⟨

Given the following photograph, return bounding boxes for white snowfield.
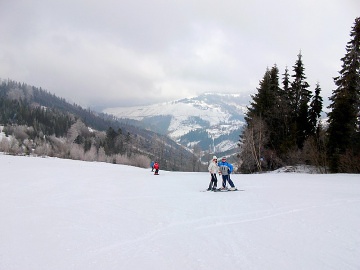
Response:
[1,154,359,270]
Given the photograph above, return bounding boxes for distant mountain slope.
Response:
[104,93,249,158]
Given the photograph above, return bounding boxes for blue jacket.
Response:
[218,161,233,175]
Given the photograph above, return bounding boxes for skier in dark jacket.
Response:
[218,156,236,190]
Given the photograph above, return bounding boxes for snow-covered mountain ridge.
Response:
[104,93,249,155]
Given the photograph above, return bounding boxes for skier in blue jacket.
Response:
[218,156,237,190]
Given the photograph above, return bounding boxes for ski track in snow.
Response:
[197,198,360,229]
[1,154,360,270]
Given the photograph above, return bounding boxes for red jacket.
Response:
[153,162,159,170]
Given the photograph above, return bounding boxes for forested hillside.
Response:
[0,79,204,171]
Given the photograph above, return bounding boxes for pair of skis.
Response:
[202,188,241,192]
[214,188,238,192]
[205,174,240,192]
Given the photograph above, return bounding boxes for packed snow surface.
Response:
[1,154,360,270]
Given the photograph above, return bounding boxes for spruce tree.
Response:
[266,65,283,151]
[246,67,272,120]
[308,83,323,135]
[277,67,295,154]
[241,66,283,171]
[282,67,291,94]
[327,17,360,172]
[290,52,312,149]
[241,68,272,172]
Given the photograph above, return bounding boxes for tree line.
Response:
[239,17,360,173]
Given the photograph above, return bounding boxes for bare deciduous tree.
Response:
[239,116,268,173]
[338,151,360,173]
[84,145,97,161]
[69,143,84,160]
[302,132,328,173]
[97,147,107,162]
[13,125,29,142]
[67,119,89,143]
[33,142,51,157]
[0,137,10,153]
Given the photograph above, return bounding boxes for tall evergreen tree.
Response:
[246,67,273,120]
[241,68,272,172]
[246,66,280,123]
[308,83,323,135]
[266,65,283,151]
[327,17,360,172]
[290,52,312,148]
[282,67,291,94]
[277,67,295,153]
[241,66,283,171]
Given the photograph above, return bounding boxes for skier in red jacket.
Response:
[153,161,159,175]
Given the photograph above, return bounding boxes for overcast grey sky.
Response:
[0,0,359,109]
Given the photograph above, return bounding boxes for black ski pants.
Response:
[208,173,218,189]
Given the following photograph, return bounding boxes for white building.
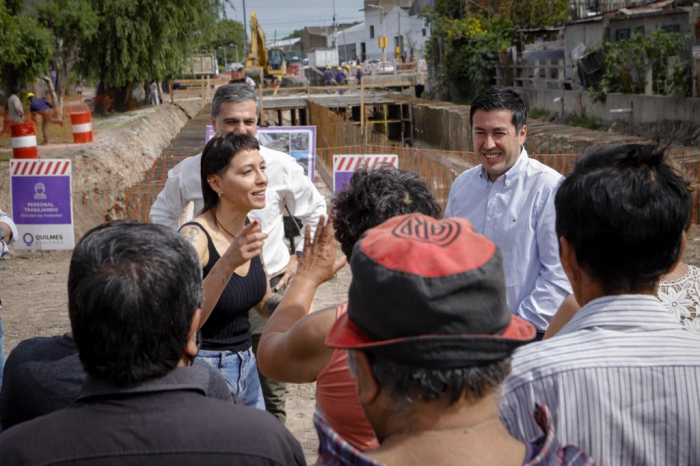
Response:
[326,0,431,63]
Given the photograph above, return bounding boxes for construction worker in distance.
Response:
[324,65,334,86]
[28,92,54,145]
[355,64,363,86]
[335,66,347,95]
[335,66,346,86]
[271,76,283,95]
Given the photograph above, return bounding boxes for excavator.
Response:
[246,12,286,81]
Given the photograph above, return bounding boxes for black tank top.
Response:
[183,221,267,352]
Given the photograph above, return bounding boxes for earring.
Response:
[218,192,223,197]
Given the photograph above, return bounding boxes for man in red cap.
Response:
[320,213,598,466]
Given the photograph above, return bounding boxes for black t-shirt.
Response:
[0,334,233,430]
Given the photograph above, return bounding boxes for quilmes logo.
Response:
[22,232,64,247]
[23,232,34,246]
[392,215,461,247]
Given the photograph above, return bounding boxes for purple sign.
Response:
[333,154,399,193]
[334,172,354,193]
[12,176,72,225]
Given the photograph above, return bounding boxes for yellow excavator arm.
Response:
[249,12,268,69]
[248,12,286,77]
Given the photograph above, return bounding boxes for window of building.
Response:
[662,24,681,34]
[370,25,375,39]
[422,28,427,37]
[615,28,631,41]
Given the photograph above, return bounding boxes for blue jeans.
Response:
[196,347,265,410]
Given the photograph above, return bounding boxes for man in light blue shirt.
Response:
[445,87,571,332]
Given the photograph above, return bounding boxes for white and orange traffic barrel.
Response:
[70,110,93,143]
[10,123,38,159]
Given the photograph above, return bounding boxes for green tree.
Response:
[80,0,222,111]
[0,0,52,89]
[283,29,303,40]
[424,6,515,102]
[590,29,693,102]
[497,0,569,29]
[207,18,246,67]
[36,0,99,107]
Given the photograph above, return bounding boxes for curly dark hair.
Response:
[332,166,442,258]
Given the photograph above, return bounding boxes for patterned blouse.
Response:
[657,264,700,333]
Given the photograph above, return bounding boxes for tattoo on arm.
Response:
[222,273,232,285]
[181,227,200,244]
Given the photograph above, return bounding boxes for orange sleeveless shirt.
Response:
[315,302,380,451]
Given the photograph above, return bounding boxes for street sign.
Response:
[332,154,398,193]
[10,159,75,250]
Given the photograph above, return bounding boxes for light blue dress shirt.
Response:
[445,149,571,330]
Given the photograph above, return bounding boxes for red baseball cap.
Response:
[326,213,536,368]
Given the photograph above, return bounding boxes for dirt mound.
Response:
[0,100,203,239]
[610,120,700,149]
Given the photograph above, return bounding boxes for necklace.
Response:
[213,214,236,239]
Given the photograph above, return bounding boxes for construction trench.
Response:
[123,88,700,231]
[3,88,699,243]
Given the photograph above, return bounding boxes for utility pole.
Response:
[368,4,386,63]
[219,46,227,70]
[333,0,339,64]
[398,7,401,61]
[242,0,248,55]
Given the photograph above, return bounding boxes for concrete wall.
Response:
[513,87,700,126]
[411,102,472,151]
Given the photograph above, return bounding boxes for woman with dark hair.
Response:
[257,166,442,454]
[179,132,275,408]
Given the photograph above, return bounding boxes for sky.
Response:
[225,0,366,42]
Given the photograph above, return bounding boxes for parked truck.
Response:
[308,48,339,70]
[183,52,219,77]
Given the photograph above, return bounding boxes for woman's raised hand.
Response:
[221,220,268,270]
[296,215,347,286]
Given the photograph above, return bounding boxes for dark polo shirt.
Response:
[0,334,234,430]
[0,368,306,465]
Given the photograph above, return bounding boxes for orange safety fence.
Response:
[0,103,96,148]
[2,144,700,246]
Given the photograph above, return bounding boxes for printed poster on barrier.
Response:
[205,126,317,182]
[333,154,398,193]
[10,159,75,250]
[257,127,316,182]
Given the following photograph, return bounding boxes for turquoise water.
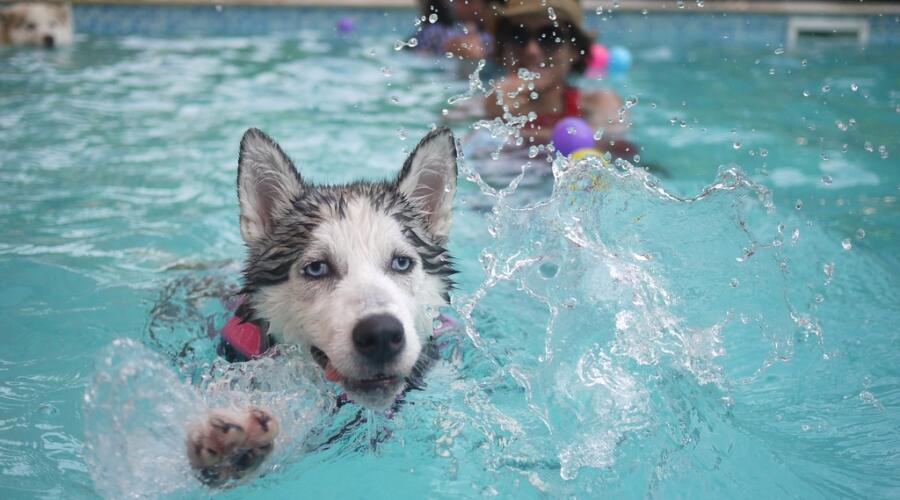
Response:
[1,15,899,499]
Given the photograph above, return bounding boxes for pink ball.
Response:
[588,43,609,73]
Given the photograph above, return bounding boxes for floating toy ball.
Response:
[608,46,632,73]
[570,148,604,162]
[552,117,595,156]
[336,17,355,34]
[587,43,609,73]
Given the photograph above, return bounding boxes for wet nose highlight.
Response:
[352,314,404,364]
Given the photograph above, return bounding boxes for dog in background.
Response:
[186,127,459,485]
[0,2,73,48]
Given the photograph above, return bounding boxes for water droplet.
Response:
[441,108,448,116]
[759,148,768,157]
[850,82,859,92]
[730,278,739,288]
[593,129,604,141]
[814,294,824,304]
[791,228,800,244]
[547,7,557,20]
[774,47,785,55]
[215,4,223,12]
[864,141,874,152]
[841,238,852,251]
[696,0,704,6]
[595,6,604,15]
[679,120,686,128]
[878,145,889,159]
[530,91,538,100]
[732,141,742,150]
[676,0,685,9]
[539,262,560,279]
[821,175,832,185]
[633,154,641,163]
[428,13,438,24]
[624,95,638,108]
[821,85,830,93]
[800,59,807,67]
[836,120,848,131]
[802,89,810,97]
[38,403,59,416]
[856,229,865,240]
[823,262,835,285]
[397,127,407,140]
[381,66,392,77]
[390,96,399,104]
[561,297,577,309]
[795,199,803,210]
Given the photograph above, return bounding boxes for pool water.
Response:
[1,10,899,499]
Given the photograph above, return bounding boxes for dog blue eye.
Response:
[303,261,330,278]
[391,256,413,273]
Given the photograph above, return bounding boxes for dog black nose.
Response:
[43,35,55,48]
[352,314,404,364]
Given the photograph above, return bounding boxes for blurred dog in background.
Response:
[0,2,73,48]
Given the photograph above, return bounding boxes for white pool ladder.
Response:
[787,16,870,50]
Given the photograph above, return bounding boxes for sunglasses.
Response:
[499,24,571,53]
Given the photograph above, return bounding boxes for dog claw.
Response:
[186,407,279,486]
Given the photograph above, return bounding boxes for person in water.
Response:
[485,0,638,160]
[414,0,495,60]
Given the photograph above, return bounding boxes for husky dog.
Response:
[186,127,458,484]
[0,2,73,48]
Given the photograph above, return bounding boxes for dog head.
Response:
[235,127,457,409]
[0,2,73,48]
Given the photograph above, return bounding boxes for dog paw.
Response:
[185,407,279,486]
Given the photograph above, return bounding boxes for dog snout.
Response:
[352,314,405,364]
[43,35,55,48]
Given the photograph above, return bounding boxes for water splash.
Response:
[84,339,333,498]
[451,152,820,481]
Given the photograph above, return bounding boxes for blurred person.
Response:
[414,0,494,61]
[485,0,638,160]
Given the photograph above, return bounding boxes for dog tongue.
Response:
[324,361,343,382]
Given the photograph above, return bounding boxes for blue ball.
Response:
[608,46,632,74]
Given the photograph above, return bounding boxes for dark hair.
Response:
[419,0,455,27]
[493,16,590,74]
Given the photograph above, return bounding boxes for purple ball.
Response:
[552,117,595,156]
[336,17,354,34]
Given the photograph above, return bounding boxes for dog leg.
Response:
[185,407,279,486]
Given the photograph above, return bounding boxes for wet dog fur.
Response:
[186,127,458,485]
[0,2,73,48]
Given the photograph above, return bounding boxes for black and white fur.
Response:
[187,127,457,484]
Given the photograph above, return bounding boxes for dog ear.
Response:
[397,127,457,239]
[237,128,302,244]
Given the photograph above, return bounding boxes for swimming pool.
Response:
[1,5,898,498]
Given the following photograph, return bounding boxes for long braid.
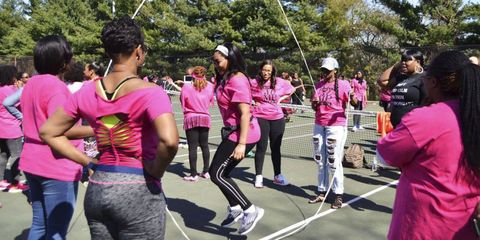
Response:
[334,77,340,101]
[459,64,480,173]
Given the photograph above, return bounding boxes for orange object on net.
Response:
[377,112,394,137]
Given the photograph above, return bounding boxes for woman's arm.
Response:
[231,103,250,160]
[39,108,94,166]
[3,88,23,120]
[143,113,179,178]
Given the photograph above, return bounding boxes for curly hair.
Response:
[192,66,208,91]
[101,16,144,60]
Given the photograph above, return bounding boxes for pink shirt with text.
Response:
[0,85,22,139]
[251,77,294,120]
[19,74,83,181]
[63,80,172,169]
[312,80,351,126]
[351,78,367,108]
[377,100,480,240]
[216,75,260,144]
[180,82,214,130]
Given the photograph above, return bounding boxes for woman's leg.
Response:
[254,118,269,176]
[269,118,286,176]
[198,127,211,174]
[313,125,328,193]
[186,128,200,176]
[209,139,255,210]
[5,137,23,184]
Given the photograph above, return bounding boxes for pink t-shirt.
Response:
[251,77,294,120]
[19,74,83,181]
[0,85,22,139]
[377,100,480,240]
[180,82,214,130]
[351,78,367,108]
[63,80,173,169]
[216,75,260,144]
[312,79,351,126]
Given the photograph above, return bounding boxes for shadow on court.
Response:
[166,198,247,240]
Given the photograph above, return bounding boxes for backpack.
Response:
[343,144,365,168]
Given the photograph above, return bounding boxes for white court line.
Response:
[259,180,399,240]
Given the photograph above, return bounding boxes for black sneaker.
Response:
[238,206,264,235]
[221,206,243,227]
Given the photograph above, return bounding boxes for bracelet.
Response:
[86,162,97,171]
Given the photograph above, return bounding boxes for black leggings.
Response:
[353,101,363,126]
[254,118,285,176]
[186,127,210,176]
[291,93,303,105]
[209,140,256,210]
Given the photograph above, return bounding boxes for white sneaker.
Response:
[254,175,263,188]
[238,206,264,235]
[351,126,358,132]
[273,174,290,186]
[358,125,365,130]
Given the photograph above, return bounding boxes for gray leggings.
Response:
[0,137,23,183]
[84,171,166,240]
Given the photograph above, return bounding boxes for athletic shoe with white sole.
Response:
[221,206,244,227]
[238,206,265,235]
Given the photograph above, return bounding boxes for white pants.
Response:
[313,124,347,194]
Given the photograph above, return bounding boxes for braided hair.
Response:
[427,50,480,174]
[334,77,340,101]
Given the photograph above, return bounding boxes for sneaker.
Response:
[358,125,365,130]
[183,175,199,182]
[331,194,343,209]
[8,183,29,193]
[351,126,358,132]
[308,192,326,204]
[254,175,263,188]
[0,180,10,190]
[200,172,210,179]
[273,174,290,186]
[221,206,244,227]
[238,206,265,235]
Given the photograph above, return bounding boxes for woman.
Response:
[0,65,26,193]
[209,43,263,235]
[83,61,104,82]
[309,57,351,209]
[3,72,30,121]
[390,50,426,128]
[290,72,305,106]
[377,51,480,239]
[351,71,368,131]
[40,17,178,239]
[18,35,94,240]
[251,60,294,188]
[180,66,214,182]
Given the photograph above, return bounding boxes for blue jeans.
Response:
[25,172,78,240]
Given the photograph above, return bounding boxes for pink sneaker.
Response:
[8,183,29,193]
[200,172,210,179]
[183,175,199,182]
[0,180,10,190]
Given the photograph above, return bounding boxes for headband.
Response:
[215,45,229,57]
[191,73,205,80]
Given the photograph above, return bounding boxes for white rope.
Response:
[275,0,317,96]
[104,0,148,76]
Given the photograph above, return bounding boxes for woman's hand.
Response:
[230,143,246,161]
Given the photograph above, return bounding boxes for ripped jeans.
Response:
[312,124,347,194]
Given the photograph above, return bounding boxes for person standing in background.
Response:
[351,71,368,131]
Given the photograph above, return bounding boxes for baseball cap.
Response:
[321,57,339,71]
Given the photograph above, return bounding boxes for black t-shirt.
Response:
[390,73,426,127]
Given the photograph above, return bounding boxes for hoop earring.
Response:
[415,65,424,74]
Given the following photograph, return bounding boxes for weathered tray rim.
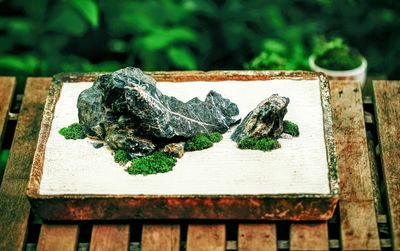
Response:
[26,70,339,220]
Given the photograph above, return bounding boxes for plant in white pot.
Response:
[309,38,367,87]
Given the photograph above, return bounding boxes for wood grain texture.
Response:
[290,223,328,251]
[37,224,79,251]
[339,201,382,250]
[373,80,400,250]
[0,78,51,251]
[0,77,16,144]
[141,224,180,251]
[90,224,130,251]
[330,80,380,250]
[186,224,225,251]
[238,224,277,251]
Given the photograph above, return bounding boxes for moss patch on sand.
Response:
[283,120,299,137]
[59,123,86,140]
[128,151,177,175]
[128,132,223,175]
[114,149,130,165]
[185,132,223,151]
[238,137,281,151]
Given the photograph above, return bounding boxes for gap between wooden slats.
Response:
[373,80,400,250]
[0,78,51,251]
[330,80,380,250]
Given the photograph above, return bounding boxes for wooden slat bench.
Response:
[0,77,398,250]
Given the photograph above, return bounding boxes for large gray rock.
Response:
[231,94,289,142]
[77,67,240,157]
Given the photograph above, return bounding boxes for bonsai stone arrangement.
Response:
[60,67,240,175]
[59,67,299,175]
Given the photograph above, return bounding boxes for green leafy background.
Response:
[1,0,399,81]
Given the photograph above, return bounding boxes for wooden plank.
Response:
[289,223,328,251]
[0,77,16,144]
[339,201,382,250]
[90,224,130,251]
[0,78,51,251]
[373,80,400,250]
[186,224,225,251]
[238,224,277,251]
[330,80,380,250]
[37,224,79,251]
[141,224,180,251]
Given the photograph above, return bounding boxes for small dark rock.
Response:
[231,94,289,142]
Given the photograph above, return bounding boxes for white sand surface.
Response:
[39,80,330,195]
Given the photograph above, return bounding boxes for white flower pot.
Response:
[309,55,367,88]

⟩

Task
Identify how many lines in the entries above contain the word "blue" and provide only that figure.

Answer below
8